#### Exercises to complete:
1. Reproduce the part of the birth order article from "But if a family" to "established by then." word for word.
2. Explain why, according to the birth order article, changes in birth order stop affecting personality development when a family blends with another after the children are over five or six years old.

#### Reading text:

************

When you read descriptions of your star sign, it often seems as accurate as if your best friend was describing you.
But sceptics remind us there's no scientific evidence that being a Libra influences your personality and no reason why the position of stars near us should determine how individuals turn out.
We could be overidentifying with the deliberately vague or flattering language of horoscopes, which could describe anyone. And yet... who hasn't glanced at a description of Aquarians and thought, "That's me"?
People feel as strongly about the idea that birth order determines some of your personality.
And while scientific studies have – again – been unable to prove that certain personality traits are more common among youngest or eldest children, it's an area that psychologists do treat as worthy of study.
What's the big deal?
Birth order and personality are, after all, a little less randomly linked than constellations and personality. It's possible and even likely that parents tend to treat children differently according to their birth order.
Eldest children tend to be lumped with a lot of responsibility, as well as lavished with loads of attention. Youngest children may benefit from less anxious parenting from their more seasoned parents, but also less opportunity to bask in parental adoration alone.
Middle children may feel lost in the noise. And some common responses to these situations can emerge eldest or only children who are natural leaders (if a little anxious), socially skilled and peace-loving middles, and charming, somewhat lazy youngest. But before you despair that your efforts won't withstand the power of birth order, don't. None of this is cast in stone.
Many other factors contribute to the development of personality traits, particularly a child's gender (and what expectation parents have of either a boy or a girl), or the number of years' gap between children, not even to mention moving from mom to Gogo and back, blended families, adoptions, death, divorce, and so on, which can all change the constituents of a nuclear family.
Also, "actual and psychological birth order can deviate for several reasons, including illness of one child, size of family, and degree of separation between siblings. Your role in the family based on your age may not be the same as the role you have come to occupy," says Dr Susan Krauss Whitbourne, who is an author and psychology professor at the University of Massachusetts Amherst, in a blog post on birth order.
But if a family blends with another family (after divorce, death or remarriage) after the children are over five or six years old, birth order changes don't seem to make a difference to personality development anymore, as the basic personality traits are thought to be established by then.
"Perceptions and beliefs about birth order may have their effects, in large part, because parents impose their stereotypes onto their children. By assigning these stereotyped birth-order roles, which may interact with gender roles, parents create self-fulfilling prophecies among their brood. You come to feel like the leader if you’re a first-born because you were handed this role early in your life," she adds.

************

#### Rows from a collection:
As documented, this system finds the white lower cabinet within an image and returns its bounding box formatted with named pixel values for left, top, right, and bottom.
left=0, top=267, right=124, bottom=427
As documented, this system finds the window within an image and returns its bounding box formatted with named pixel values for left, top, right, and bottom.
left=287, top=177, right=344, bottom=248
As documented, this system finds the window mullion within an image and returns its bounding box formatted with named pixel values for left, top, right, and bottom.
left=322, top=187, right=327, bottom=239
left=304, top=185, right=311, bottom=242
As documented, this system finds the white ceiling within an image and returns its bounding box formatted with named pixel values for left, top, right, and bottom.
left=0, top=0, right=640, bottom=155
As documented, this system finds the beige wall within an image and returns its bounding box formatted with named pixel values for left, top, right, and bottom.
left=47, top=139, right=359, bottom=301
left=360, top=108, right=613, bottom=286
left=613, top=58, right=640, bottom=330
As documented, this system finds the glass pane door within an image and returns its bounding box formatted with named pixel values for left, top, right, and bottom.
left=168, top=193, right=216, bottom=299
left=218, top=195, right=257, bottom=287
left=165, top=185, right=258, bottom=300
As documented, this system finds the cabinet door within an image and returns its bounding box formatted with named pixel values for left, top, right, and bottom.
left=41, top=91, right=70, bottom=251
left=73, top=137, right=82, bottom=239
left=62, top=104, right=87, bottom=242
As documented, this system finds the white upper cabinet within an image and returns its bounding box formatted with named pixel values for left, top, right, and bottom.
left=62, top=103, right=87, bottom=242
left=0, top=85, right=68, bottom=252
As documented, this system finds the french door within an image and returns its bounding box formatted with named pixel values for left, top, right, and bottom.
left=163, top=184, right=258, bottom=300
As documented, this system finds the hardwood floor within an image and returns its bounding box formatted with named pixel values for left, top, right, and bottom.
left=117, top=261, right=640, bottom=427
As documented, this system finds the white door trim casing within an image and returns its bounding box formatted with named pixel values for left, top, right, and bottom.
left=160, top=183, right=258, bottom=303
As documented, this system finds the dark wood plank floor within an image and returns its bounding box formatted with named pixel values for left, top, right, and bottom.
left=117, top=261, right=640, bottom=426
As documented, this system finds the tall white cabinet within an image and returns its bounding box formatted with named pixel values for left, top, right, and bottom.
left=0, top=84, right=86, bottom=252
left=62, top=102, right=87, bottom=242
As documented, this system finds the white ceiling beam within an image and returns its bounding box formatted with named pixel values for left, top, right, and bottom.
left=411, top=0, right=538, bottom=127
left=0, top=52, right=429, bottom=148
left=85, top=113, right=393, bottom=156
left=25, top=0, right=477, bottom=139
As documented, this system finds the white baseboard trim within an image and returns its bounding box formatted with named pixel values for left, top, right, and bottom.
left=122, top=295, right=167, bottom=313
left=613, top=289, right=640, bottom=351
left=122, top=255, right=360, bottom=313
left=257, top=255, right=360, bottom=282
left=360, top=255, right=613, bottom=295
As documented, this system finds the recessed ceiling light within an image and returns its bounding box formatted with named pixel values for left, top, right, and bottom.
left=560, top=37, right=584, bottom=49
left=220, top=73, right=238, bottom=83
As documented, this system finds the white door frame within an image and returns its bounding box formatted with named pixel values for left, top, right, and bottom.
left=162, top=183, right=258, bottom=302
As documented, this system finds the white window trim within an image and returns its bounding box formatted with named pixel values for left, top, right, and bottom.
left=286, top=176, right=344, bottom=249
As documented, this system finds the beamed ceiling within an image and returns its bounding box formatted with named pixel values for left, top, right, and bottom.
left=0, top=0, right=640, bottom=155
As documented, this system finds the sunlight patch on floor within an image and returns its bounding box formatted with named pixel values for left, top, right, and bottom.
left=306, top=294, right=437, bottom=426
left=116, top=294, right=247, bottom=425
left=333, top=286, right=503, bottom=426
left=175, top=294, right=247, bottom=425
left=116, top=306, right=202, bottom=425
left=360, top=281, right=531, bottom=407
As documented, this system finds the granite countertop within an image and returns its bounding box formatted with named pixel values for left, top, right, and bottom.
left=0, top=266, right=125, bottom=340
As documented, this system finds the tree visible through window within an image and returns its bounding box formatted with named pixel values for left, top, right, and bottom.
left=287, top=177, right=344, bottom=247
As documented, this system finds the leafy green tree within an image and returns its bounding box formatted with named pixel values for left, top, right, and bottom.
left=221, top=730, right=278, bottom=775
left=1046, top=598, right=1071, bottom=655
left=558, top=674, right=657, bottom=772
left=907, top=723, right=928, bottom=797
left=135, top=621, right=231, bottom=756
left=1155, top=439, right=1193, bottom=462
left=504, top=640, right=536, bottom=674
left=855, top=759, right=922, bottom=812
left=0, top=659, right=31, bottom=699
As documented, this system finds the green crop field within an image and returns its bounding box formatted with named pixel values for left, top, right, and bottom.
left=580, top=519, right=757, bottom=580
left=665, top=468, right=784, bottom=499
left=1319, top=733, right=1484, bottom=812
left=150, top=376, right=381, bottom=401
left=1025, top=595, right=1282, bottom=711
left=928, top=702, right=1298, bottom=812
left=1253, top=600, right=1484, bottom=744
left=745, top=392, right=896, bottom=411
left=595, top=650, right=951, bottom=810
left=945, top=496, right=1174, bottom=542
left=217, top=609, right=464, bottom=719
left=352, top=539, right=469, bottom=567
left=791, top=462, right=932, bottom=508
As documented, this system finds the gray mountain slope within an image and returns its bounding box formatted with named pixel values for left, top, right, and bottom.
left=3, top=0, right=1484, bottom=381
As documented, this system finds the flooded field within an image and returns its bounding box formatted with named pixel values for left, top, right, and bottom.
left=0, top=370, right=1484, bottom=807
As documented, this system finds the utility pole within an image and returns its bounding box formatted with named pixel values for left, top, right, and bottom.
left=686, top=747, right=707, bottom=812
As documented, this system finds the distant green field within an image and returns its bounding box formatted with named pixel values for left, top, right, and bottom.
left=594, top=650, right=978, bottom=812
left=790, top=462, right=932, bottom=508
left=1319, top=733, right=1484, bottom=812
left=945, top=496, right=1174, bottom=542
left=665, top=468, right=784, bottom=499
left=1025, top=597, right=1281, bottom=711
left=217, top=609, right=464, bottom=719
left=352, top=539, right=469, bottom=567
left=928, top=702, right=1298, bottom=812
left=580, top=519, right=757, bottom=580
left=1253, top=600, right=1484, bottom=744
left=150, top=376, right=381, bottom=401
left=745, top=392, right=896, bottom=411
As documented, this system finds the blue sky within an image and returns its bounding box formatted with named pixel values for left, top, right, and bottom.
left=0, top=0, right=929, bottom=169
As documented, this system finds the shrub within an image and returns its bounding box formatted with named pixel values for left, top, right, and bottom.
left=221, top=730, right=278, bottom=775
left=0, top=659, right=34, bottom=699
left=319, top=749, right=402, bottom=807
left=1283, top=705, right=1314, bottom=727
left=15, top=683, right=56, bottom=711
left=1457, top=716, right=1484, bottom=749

************

#### Worked solutions:
1.
But if a family blends with another family (after divorce, death or remarriage) after the children are over five or six years old, birth order changes don't seem to make a difference to personality development anymore, as the basic personality traits are thought to be established by then.

2. By the time children are over five or six, their basic personality traits are thought to be already established. A change in birth order from a family blending after divorce, death or remarriage then no longer seems to make a difference to personality development.